#### Text passage

= 1896 in science =

The year 1896 in science and technology involved some significant events, listed below.

==Chemistry==
- April – Svante Arrhenius first publishes the "greenhouse law", becoming the first person to predict that emissions of carbon dioxide from the burning of fossil fuels and other combustion processes are large enough to cause global warming through the greenhouse effect.

==Earth sciences==
- June 15 – The 1896 Sanriku earthquake of 7.2 surface wave magnitude and tsunami in Japan kill 27,000.

==Exploration==
- August – Conclusion of Nansen's Fram expedition.

==Mathematics==
- The prime number theorem on the distribution of primes is proved.
- Ernst Schröder announces a proof of the Schröder–Bernstein theorem in set theory.
- Charles L. Dodgson publishes the first part of Symbolic Logic.
- Karl Pearson publishes significant contributions to correlation and regression.

==Meteorology==
- International Cloud Atlas first published.

==Microbiology==
- Ernest Duchesne discovers the antibiotic properties of penicillin as part of his doctoral research, but this is not followed up at this time.
- Ernest Hanbury Hankin discovers the antibiotic properties of what will become identified as bacteriophages.

==Physics==
- January 12 – H. L. Smith takes the first X-ray photograph.
- March 1 – French physicist Henri Becquerel discovers the principle of radioactive decay when he exposes photographic plates to uranium.
- German physicist Wilhelm Wien derives Wien approximation.

==Physiology and medicine==
- July – Victor Despeignes pioneers radiation oncology in Lyon.
- Antoine Marfan first describes the symptoms of Marfan syndrome.
- An improved sphygmomanometer, for the measurement of blood pressure, is described by Scipione Riva-Rocci.
- The 12th edition of Richard von Krafft-Ebing's Psychopathia Sexualis introduces the term 'paedophilia'.
- Belgian psychiatrist Jean Crocq publishes Les nèvroses traumatiques: ètude pathogènique & clinique.

==Technology==
- Thomas Ellis Brown produces an innovative design of rolling bascule bridge for Brooklyn.
- Jesse W. Reno produces the first working escalator ("inclined elevator"), installed at Coney Island, Brooklyn.
- Gottlieb Daimler produces the first truck.
- Léon Serpollet invents the flash boiler for the steam car.
- Captain Neville Bertie-Clay, Superintendent of the British Army arsenal at Dum Dum in Bengal, invents an expanding bullet.
- December 11 – William Preece introduces Guglielmo Marconi's work in wireless telegraphy to the general public at a lecture, "Telegraphy without Wires", at the Toynbee Hall in London.

########

◆ Task
According to the text about 1896 in science, what did Henri Becquerel expose photographic plates to when he discovered the principle of radioactive decay? Answer using only the text about 1896 in science.

#### Entries shown

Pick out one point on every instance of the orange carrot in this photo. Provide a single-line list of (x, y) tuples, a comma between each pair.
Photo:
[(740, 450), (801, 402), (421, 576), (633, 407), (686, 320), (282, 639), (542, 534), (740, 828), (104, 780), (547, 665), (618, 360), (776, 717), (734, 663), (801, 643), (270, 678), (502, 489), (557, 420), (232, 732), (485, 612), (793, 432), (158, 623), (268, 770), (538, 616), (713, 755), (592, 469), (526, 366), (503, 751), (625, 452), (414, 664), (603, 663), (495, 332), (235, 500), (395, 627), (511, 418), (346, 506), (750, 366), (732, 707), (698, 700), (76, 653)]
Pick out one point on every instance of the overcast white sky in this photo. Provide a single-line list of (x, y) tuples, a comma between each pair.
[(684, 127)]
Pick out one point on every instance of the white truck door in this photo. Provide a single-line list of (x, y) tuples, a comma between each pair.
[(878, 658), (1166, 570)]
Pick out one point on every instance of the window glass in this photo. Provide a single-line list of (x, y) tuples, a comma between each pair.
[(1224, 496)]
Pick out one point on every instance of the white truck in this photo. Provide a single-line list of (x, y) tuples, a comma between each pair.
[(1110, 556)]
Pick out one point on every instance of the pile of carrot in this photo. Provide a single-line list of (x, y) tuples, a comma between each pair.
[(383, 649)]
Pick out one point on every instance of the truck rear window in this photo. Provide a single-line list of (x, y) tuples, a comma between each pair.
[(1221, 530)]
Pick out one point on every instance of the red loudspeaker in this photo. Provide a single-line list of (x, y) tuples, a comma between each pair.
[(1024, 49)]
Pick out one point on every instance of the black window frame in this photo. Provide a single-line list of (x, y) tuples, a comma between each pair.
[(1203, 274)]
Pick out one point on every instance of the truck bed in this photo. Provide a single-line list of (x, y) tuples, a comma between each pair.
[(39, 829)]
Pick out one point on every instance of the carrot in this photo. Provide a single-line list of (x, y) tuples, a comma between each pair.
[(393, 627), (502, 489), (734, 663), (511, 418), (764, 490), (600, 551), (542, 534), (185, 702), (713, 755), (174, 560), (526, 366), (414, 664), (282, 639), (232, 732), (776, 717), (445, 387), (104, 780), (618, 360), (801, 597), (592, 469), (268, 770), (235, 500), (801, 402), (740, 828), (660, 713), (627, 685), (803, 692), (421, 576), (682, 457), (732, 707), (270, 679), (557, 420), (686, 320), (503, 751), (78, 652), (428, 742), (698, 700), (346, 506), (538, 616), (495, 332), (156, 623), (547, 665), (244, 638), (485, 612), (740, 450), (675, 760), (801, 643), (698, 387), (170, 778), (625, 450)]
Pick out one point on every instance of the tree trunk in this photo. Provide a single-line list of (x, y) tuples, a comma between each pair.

########

◆ Output for this task
Uranium.